_Saved data entries_
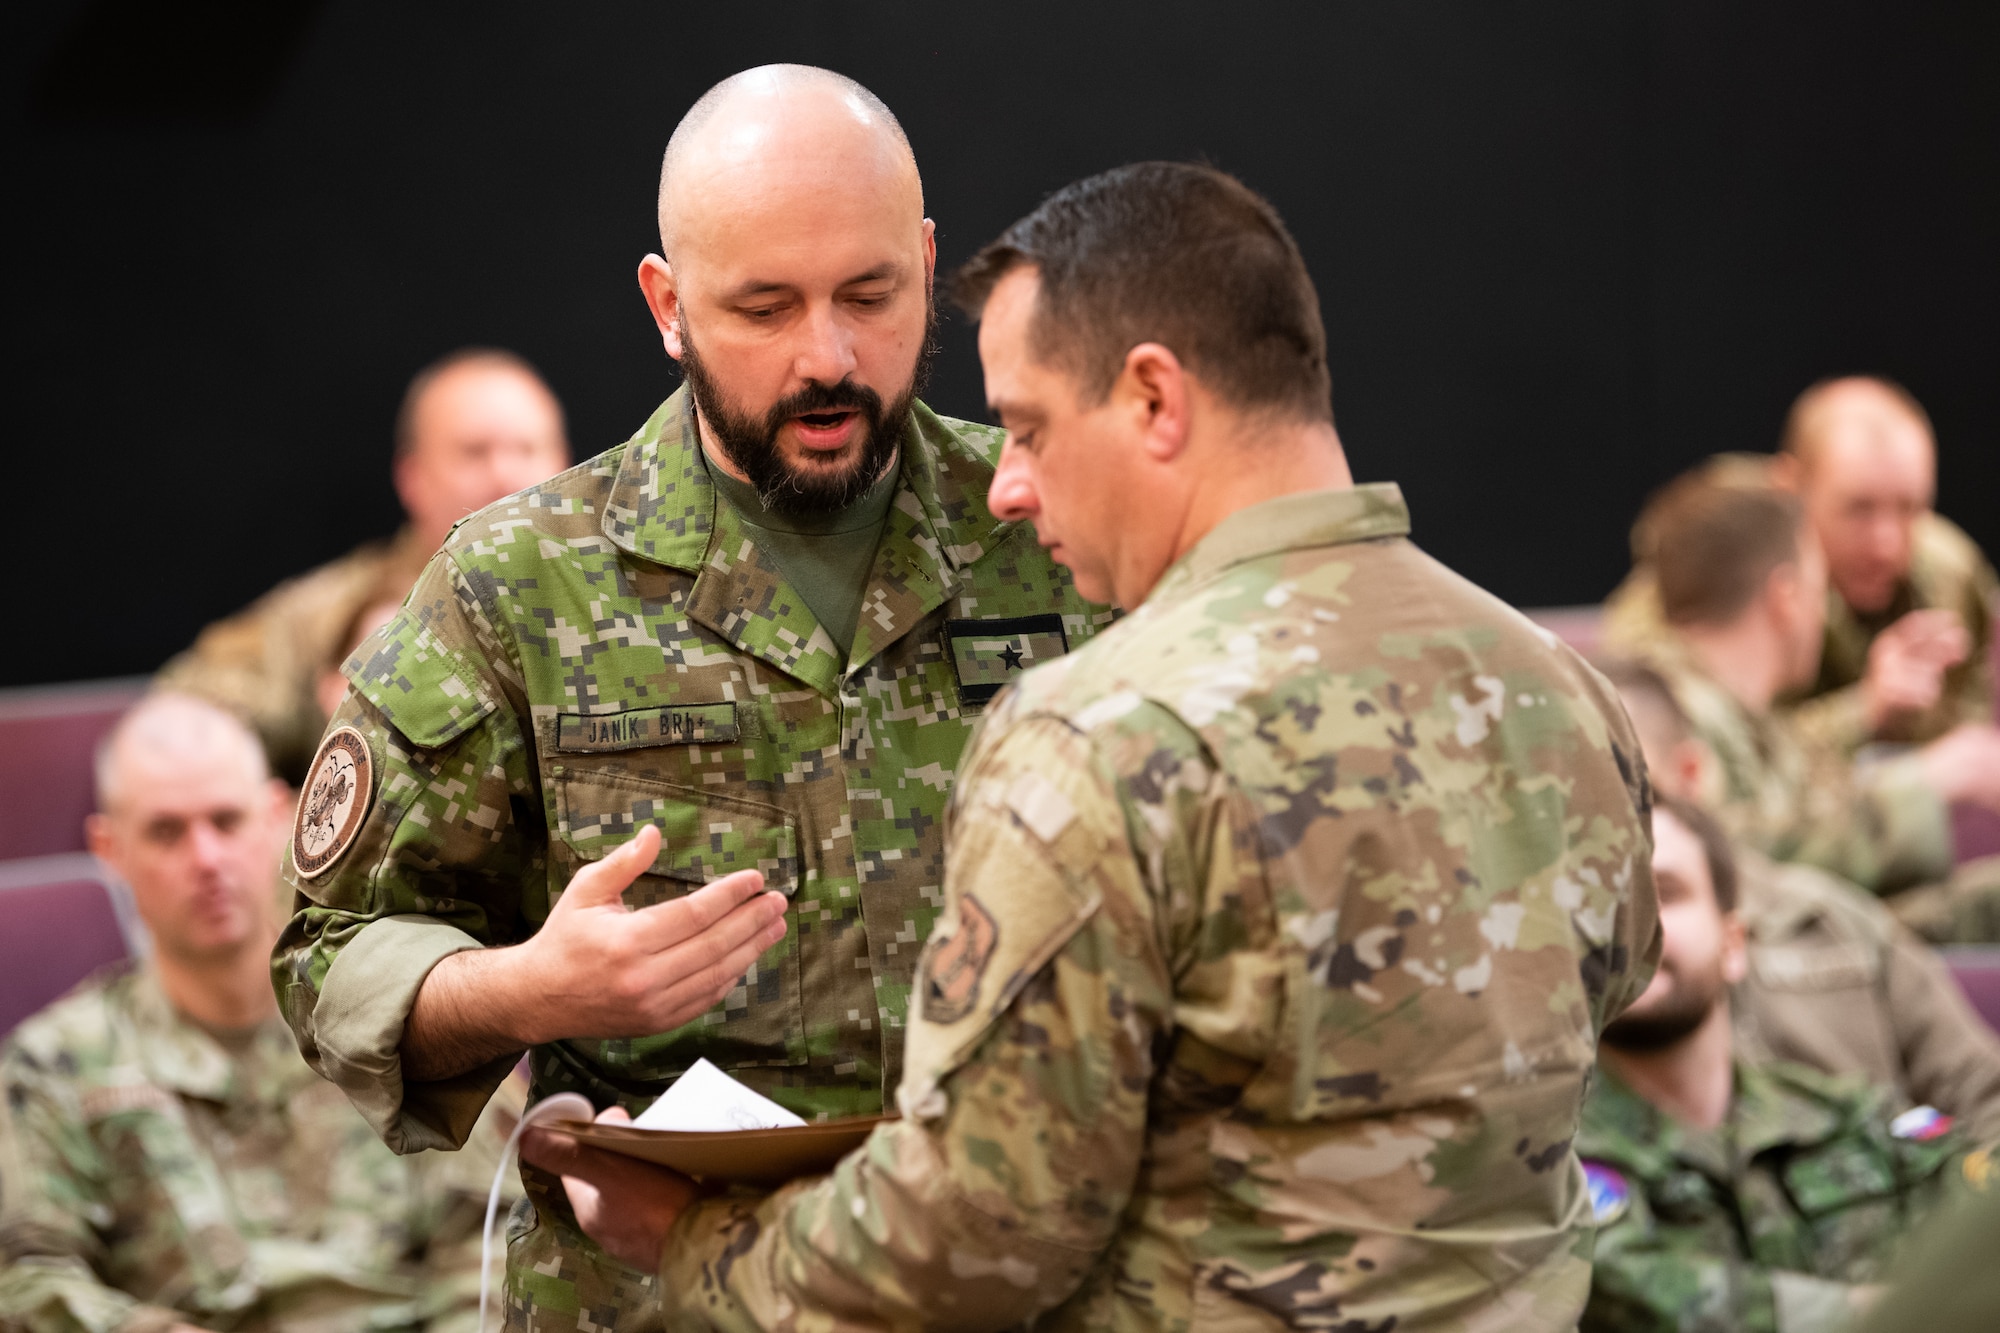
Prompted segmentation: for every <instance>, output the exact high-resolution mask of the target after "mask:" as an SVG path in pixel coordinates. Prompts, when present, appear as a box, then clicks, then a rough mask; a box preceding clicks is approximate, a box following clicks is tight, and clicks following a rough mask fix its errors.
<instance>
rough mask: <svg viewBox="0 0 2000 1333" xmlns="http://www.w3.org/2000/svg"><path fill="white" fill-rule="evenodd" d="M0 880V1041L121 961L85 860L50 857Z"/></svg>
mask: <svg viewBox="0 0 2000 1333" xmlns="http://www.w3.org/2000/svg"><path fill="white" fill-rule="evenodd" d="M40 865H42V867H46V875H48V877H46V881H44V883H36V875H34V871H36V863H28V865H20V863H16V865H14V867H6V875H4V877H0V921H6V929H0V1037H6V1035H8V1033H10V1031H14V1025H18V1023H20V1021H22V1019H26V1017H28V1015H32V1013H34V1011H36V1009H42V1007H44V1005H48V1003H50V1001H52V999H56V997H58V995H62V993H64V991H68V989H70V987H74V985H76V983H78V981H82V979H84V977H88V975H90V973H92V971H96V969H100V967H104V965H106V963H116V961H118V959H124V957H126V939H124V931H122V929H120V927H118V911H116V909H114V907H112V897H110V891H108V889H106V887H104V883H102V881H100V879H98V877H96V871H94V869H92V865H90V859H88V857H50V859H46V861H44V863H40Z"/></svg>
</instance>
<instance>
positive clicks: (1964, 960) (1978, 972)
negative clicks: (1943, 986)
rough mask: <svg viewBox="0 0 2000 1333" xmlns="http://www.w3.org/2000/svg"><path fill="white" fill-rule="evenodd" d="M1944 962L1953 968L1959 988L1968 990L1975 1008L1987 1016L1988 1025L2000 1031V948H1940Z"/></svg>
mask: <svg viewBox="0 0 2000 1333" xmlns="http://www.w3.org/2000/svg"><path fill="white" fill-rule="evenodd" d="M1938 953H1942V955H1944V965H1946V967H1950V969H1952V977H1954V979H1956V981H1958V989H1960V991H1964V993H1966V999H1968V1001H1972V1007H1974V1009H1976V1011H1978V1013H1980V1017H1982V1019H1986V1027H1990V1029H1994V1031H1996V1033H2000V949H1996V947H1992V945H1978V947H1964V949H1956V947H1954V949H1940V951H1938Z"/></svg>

...

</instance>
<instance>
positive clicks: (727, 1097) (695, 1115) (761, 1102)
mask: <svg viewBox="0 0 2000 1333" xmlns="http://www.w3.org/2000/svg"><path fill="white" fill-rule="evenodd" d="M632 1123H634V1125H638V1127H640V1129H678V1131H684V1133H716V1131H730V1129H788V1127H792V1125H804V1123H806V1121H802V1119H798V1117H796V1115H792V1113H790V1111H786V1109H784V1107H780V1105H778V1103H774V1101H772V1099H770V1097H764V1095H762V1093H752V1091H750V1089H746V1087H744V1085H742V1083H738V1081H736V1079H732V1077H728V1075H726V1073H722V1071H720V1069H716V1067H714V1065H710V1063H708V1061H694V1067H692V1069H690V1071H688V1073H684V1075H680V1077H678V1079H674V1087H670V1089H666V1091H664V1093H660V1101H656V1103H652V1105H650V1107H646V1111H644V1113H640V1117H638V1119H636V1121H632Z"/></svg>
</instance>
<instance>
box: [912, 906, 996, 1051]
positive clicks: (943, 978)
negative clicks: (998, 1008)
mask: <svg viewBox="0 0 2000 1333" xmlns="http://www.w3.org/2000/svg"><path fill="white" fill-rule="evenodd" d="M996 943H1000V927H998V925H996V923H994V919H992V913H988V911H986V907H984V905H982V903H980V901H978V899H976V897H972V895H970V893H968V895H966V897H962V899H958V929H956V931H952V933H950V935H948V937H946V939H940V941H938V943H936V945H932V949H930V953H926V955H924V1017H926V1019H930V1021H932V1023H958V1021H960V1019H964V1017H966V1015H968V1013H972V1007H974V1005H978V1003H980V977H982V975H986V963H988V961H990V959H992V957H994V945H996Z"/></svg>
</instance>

_WHAT IS REQUIRED_
Once you find the line with "Prompted segmentation: for" in the entries above, output it and each line after it up to and including the line with "negative clicks: (1943, 986)", and nothing else.

_SOLUTION FOR THIS EXERCISE_
Prompted segmentation: for every <instance>, output the exact high-resolution mask of the target after "mask:" as an SVG path in pixel coordinates. Prompts, when present, appear as a box, then clicks, then a rough mask; a box preceding clicks is approximate, a box following clicks is tight, and clicks following a rough mask fix its errors.
<instance>
rough mask: <svg viewBox="0 0 2000 1333" xmlns="http://www.w3.org/2000/svg"><path fill="white" fill-rule="evenodd" d="M0 880V1041L121 961L85 860L50 857Z"/></svg>
mask: <svg viewBox="0 0 2000 1333" xmlns="http://www.w3.org/2000/svg"><path fill="white" fill-rule="evenodd" d="M40 865H42V867H46V875H48V877H46V881H44V883H36V875H34V871H36V863H28V865H20V863H16V865H14V867H6V875H4V877H0V921H6V929H0V1037H6V1035H8V1033H10V1031H14V1025H18V1023H20V1021H22V1019H26V1017H28V1015H32V1013H34V1011H36V1009H42V1007H44V1005H48V1003H50V1001H52V999H56V997H58V995H62V993H64V991H68V989H70V987H74V985H76V983H78V981H82V979H84V977H88V975H90V973H92V971H96V969H100V967H104V965H106V963H116V961H118V959H124V957H126V939H124V931H122V929H120V927H118V911H116V909H114V907H112V897H110V891H108V889H106V887H104V883H102V881H100V879H98V877H96V871H94V869H92V865H90V859H88V857H50V859H46V861H44V863H40Z"/></svg>
</instance>
<instance>
positive clicks: (1964, 960) (1978, 972)
negative clicks: (1943, 986)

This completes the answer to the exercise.